Stated exercise: Pull out every line of the listing below that contains the string "comma" and copy each such line in full.

The input:
****

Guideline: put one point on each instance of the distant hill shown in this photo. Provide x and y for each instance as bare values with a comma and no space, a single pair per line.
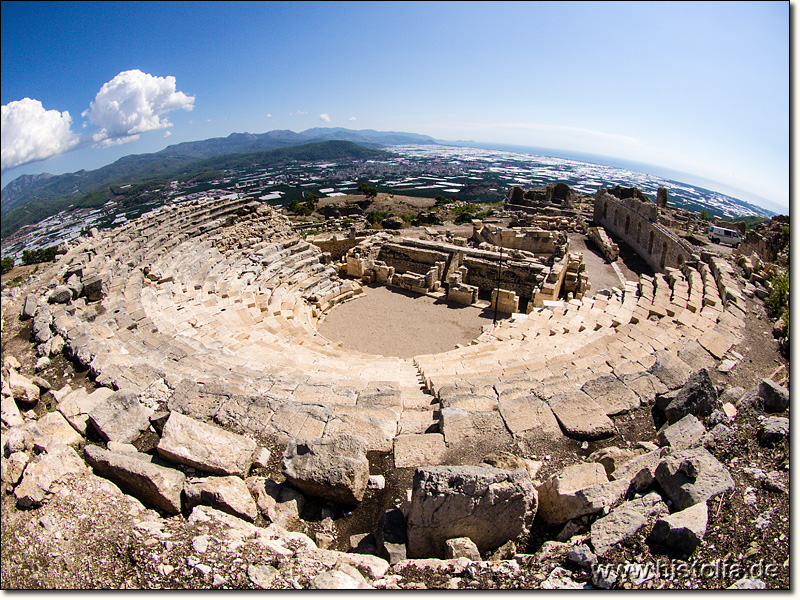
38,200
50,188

****

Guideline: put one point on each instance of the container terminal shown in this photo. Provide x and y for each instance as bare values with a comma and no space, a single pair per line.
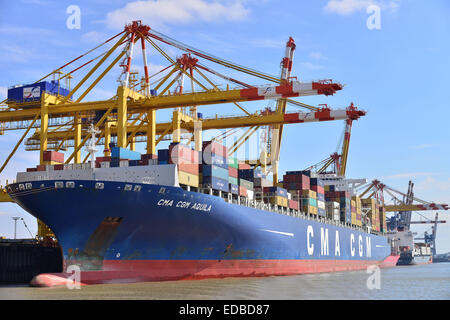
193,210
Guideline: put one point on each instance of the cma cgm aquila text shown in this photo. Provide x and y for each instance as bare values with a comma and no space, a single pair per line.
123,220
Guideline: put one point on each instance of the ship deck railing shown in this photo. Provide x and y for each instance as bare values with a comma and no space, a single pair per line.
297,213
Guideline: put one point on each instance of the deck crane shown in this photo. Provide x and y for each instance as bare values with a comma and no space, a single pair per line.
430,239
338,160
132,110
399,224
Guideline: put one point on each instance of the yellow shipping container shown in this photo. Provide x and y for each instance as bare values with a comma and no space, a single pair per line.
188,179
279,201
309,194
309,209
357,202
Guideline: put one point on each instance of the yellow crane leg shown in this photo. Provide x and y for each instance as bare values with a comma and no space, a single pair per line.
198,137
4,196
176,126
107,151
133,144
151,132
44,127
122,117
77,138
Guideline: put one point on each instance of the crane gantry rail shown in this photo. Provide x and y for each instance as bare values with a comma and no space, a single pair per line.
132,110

****

Result of this task:
Guideline: put one point on each instance of the distant hill shown in this photo. Provide x and y for each instance as bare values with a comma and no space, a single pair per line.
Guideline: put one point on each instance of the container terminal shown in this photo. Provide x and y for each instance as bare values with a comma and no space, a single pair per line.
Guideline: put one point on each instance of the cma cgm aquila text shown in this photo. Provide x and y for each instance as bare values with a comma and no space, a single pair per line.
Guideline: put one point on each instance of the ship deck railing shown in this photo. Provide x and y for each instance as bare values with a comma and no space, a single pair per line.
Guideline: put one point on each instance of the deck crane shown in this photo. Provide x and y for each instance as bare values with a comma and no space, a single pair per line.
Guideline: put one point on each instance of the yellow shipping container shown in this photo. Provide x and y for each instance as bare values with a comma and no space, a single pair per line.
Guideline: put one point on each instance of the yellow crane leg shown in this photo. Provide x and y for each instance as bare values with a comma and no space, a single pair per line.
Guideline: put one point on each instance of the crane gantry rail shown in this photo. Provide x and y for each instance as bare values with a comma and no space, a single pair per line.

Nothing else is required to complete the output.